TUGAS DIKERJAKAN:
• A. Sebutkan semua produk dalam tulisan tentang halal-haram yang disebut diberi label halal atau dinyatakan halal, padahal bukan makanan atau minuman.
• B. Teruskan tulisan tentang halal-haram mulai dari kalimat terakhirnya.

BACAAN:
Keberagamaan Halal-Haram
Oleh: Hasibullah Satrawi
HALAL dan haram, dua istilah kunci di kalangan umat
beragama, khususnya umat Islam. Umat Islam harus melakukan hal-hal yang
dihalalkan sekaligus menjauhi hal-hal yang diharamkan. Halal-haram pun menjadi
kunci perilaku keberagamaan umat Islam.
Secara keagamaan, halal-haram sama penting untuk
diketahui oleh umat Islam, yaitu untuk dilakukan dalam konteks halal dan untuk
dijauhi dalam konteks haram. Namun, secara ekonomi dan bisnis halal-haram
menimbulkan sikap berbeda, khususnya di dunia usaha. Halal menjadi daya tarik
secara marketing mengingat status halal akan meyakinkan konsumen untuk membeli
sebuah produk. Sebaliknya, status haram akan membuat konsumen menjauhi (tidak
membeli) sebuah produk, khususnya dari kalangan konsumen yang taat dalam
beragama.
Daya tarik secara marketing seperti ini akhirnya
membuat label halal menjadi kebutuhan dunia usaha. Sedangkan label haram tidak
menjadi kebutuhan mengingat label haram justru membuat konsumen menjauhi suatu
produk. Padahal, secara keagamaan, label haram sejatinya sama pentingnya dengan
label halal untuk diketahui oleh masyarakat.
Karenanya, jangan heran bila banyak produk yang
dipasangi label halal, walaupun produk tersebut bukan makanan atau minuman.
Sebagai contoh, penulis pernah menemukan wajan (tempat penggorengan) yang
diberi label halal. Pun demikian dengan sebagian produk kosmetik. Bahkan
pemerintah belakangan tampak bekerja keras untuk meyakinkan masyarakat bahwa
vaksin Covid-19 yang dipakai pemerintah adalah halal. Hal ini dilakukan agar
masyarakat (khususnya yang beragama Islam) tidak ragu untuk menggunakan vaksin
Covid-19.
Padahal, sebagai obat dan karena pertimbangan
darurat, kehalalan vaksin tidak menjadi keharusan secara hukum Islam. Karena
untuk kebutuhan obat atau darurat, “yang terlarang” pun diperbolehkan sesuai
kaidah hukum Islam, ad-dharuratu tubihul mahdzurat (darurat membuat yang
terlarang menjadi boleh).

DATA YANG DIBERIKAN:
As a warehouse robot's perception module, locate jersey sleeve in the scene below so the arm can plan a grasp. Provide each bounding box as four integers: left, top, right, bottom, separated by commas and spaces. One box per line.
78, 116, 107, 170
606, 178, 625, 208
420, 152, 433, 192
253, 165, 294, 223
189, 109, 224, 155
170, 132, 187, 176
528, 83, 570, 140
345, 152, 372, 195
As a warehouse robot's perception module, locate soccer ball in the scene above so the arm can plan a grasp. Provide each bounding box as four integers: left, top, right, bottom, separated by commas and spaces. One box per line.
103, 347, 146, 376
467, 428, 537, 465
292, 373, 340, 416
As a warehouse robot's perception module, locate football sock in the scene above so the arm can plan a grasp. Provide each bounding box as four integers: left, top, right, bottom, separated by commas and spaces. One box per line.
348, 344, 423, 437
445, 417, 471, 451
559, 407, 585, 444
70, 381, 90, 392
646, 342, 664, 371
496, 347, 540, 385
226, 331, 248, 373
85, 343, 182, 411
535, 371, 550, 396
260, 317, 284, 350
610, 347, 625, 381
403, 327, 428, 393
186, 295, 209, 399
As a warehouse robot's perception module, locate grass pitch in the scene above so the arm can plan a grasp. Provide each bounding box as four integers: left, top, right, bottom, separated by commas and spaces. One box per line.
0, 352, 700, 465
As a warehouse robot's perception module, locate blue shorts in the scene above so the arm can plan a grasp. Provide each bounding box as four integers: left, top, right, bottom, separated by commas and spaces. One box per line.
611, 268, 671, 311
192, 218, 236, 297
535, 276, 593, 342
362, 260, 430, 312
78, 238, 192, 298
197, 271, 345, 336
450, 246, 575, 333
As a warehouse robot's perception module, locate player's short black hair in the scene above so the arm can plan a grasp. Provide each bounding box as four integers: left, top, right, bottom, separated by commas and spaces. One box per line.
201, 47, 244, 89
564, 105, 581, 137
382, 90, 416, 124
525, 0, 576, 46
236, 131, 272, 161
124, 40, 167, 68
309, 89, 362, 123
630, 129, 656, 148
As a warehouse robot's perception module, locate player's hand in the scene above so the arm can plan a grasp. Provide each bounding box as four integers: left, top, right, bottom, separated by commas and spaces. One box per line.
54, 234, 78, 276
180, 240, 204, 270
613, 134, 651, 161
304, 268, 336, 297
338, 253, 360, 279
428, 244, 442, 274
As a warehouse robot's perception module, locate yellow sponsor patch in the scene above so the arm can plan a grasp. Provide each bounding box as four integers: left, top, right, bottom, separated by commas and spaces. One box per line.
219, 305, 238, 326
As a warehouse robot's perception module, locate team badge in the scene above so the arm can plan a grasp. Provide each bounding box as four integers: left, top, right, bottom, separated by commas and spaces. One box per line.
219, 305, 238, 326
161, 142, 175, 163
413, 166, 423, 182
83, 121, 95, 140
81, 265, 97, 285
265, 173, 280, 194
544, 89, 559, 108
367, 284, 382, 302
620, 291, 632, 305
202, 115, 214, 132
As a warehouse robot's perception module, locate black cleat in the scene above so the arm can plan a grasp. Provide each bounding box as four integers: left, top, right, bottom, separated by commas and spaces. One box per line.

JAWABAN PER TUGAS:
• A.
- wajan (tempat penggorengan)
- sebagian produk kosmetik
- vaksin Covid-19

• B.
Secara kebahasaan, halal berasal dari bahasa Arab
yang bisa diartikan sebagai “yang boleh dilakukan, digunakan atau dikonsumsi”.
Sebaliknya, haram juga berasal dari bahasa Arab yang bisa diartikan sebagai
“yang tidak boleh dilakukan, digunakan atau dikonsumsi”. Dalam Islam, yang
menentukan halal dan haram adalah Tuhan: Allah menghalalkan transaksi jual beli
dan mengharamkan praktik riba (QS Al-Baqarah [2]: 275).
Karenanya, dalam Islam, seorang ulama (biasa disebut
dengan istilah mujtahid) tugasnya bukan menghalalkan atau mengharamkan sesuatu,
melainkan hanya menyatakan atau menampakkan (mudzhir) kehalalan atau keharaman
sesuatu yang belum tampak dalam pandangan maupun pengetahuan masyarakat umum.
Ismail Kuksal dalam buku Taghayyurul Ahkam fis Syariah Al-Islamiyah (2000)
menyebut ini dengan istilah penetapan hukum dalam Islam (at-tasyri’ fil islam)
adalah hak Allah (haqqullah). Adapun hak manusia (haqqulbasyar) adalah
ijtihad—atau menampakkan hukum Allah yang ada—(hlm 38).
Secara umum, halal-haram bisa terkait dengan status
dan proses transaksi. Sebagai contoh, minuman keras dan bangkai adalah barang
yang berstatus haram, khususnya untuk diminum atau dimakan. Sebaliknya, air
putih dan nasi adalah berstatus halal. Barang-barang yang berstatus haram
tetaplah haram walaupun sudah melalui transaksi yang dibolehkan seperti jual
beli, terkecuali untuk kebutuhan darurat seperti berobat. Artinya,
barang-barang yang berstatus haram melekat pada dirinya yang tidak akan berubah
karena transaksi apa pun.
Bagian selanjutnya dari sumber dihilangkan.